## RECORDS FOR THIS TASK
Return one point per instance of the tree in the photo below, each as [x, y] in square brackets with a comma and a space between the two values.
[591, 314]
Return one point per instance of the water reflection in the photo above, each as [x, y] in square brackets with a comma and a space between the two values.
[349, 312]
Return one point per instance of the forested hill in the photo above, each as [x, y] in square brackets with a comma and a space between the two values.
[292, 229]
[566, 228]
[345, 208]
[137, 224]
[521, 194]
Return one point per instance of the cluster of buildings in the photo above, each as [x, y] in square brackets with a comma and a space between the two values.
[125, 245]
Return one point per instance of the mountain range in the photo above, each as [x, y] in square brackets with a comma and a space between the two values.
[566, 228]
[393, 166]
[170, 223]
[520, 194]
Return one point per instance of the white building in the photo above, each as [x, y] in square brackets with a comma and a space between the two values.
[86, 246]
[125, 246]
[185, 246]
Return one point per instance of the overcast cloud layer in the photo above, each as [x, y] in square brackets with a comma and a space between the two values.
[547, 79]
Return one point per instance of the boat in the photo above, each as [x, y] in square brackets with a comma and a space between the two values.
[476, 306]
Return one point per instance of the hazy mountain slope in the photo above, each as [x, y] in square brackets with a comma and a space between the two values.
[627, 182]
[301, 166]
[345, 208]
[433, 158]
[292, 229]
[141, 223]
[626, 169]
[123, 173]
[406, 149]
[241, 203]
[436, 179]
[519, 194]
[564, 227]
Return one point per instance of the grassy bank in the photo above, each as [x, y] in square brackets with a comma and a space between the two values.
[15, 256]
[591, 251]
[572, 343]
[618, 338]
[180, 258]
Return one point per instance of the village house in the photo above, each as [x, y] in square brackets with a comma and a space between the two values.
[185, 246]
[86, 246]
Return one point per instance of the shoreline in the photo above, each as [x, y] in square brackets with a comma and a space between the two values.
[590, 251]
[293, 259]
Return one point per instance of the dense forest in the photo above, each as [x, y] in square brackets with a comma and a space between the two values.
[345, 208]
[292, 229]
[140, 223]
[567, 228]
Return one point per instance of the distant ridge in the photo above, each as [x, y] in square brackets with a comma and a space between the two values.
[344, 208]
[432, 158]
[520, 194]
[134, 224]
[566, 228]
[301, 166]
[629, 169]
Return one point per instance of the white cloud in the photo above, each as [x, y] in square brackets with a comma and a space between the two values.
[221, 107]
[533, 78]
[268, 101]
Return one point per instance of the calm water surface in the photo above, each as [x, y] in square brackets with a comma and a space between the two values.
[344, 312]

## AIM
Give the entries again in full, exactly as they are written.

## THE REPLY
Return one point per instance of the tree in the photo below, each as [x, y] in square brackets with a comma and a space between the two values.
[591, 314]
Return one point per instance of the water reflection in the photo above, each as [x, y] in square brackets with a comma and a space between the two values.
[349, 312]
Return one point per instance of the forested hill in the photo above, each as [x, y] in square brackets with a comma and a space between the two values.
[292, 229]
[566, 228]
[345, 208]
[137, 224]
[521, 194]
Return one point per instance of the cluster of buildings in the photo above, each as [x, y] in square brackets with a comma and a space between the two values.
[125, 245]
Return one point per instance of the mountain range in the photo above, each as [x, y] in square brackets with a comma and a space between the two values.
[566, 228]
[393, 166]
[170, 223]
[520, 194]
Return one point per instance of the white building in the photo above, each as [x, y] in square brackets with a comma and a space between the two values.
[86, 246]
[125, 246]
[185, 246]
Return one point per instance of the overcast cloud layer in the photo above, each as [x, y] in square brackets with a comma and a space between the two values.
[547, 79]
Return one point per instance of the boat in the photo above, each as [x, y] in square brackets with a comma and a space between the two values.
[476, 306]
Return one point per instance of the hazy mountain slope in the photo above, each as [x, y] in square brackets with a comma and a space between the two values.
[627, 182]
[301, 166]
[345, 208]
[433, 158]
[292, 229]
[141, 223]
[626, 169]
[123, 173]
[406, 149]
[241, 203]
[436, 179]
[519, 194]
[564, 227]
Return one point per instance of the grassy bank in the photo above, each as [x, y] in square brackets with a comma and a space between the two values.
[15, 256]
[591, 251]
[572, 343]
[618, 338]
[180, 258]
Return one point per instance of the village house in the photo above, each as [x, y] in square brackets with a comma and a space between the two values.
[185, 246]
[86, 246]
Return one point per instance of the shoreline in the photo above, each as [x, y] in square brackets with a comma and a space between the two values.
[590, 251]
[293, 259]
Return one point per instance of the dense forest in the photo above, each as [x, y] in square brackets with a comma and a space between the two values.
[345, 208]
[292, 229]
[140, 223]
[567, 228]
Return one point per instance of the distant ridge in the photo above, each as [x, y] in square brackets with a comma and a space between the two values.
[344, 208]
[432, 158]
[520, 194]
[134, 224]
[566, 228]
[301, 166]
[629, 169]
Return one point per instance of the white cloud in the photo above, each as [x, y] in square brackets with a comma and a space between the two values.
[221, 107]
[533, 78]
[268, 101]
Return one point per instance of the calm water surface in the photo above, each as [x, y] in square brackets with a comma and a space between the two values.
[344, 312]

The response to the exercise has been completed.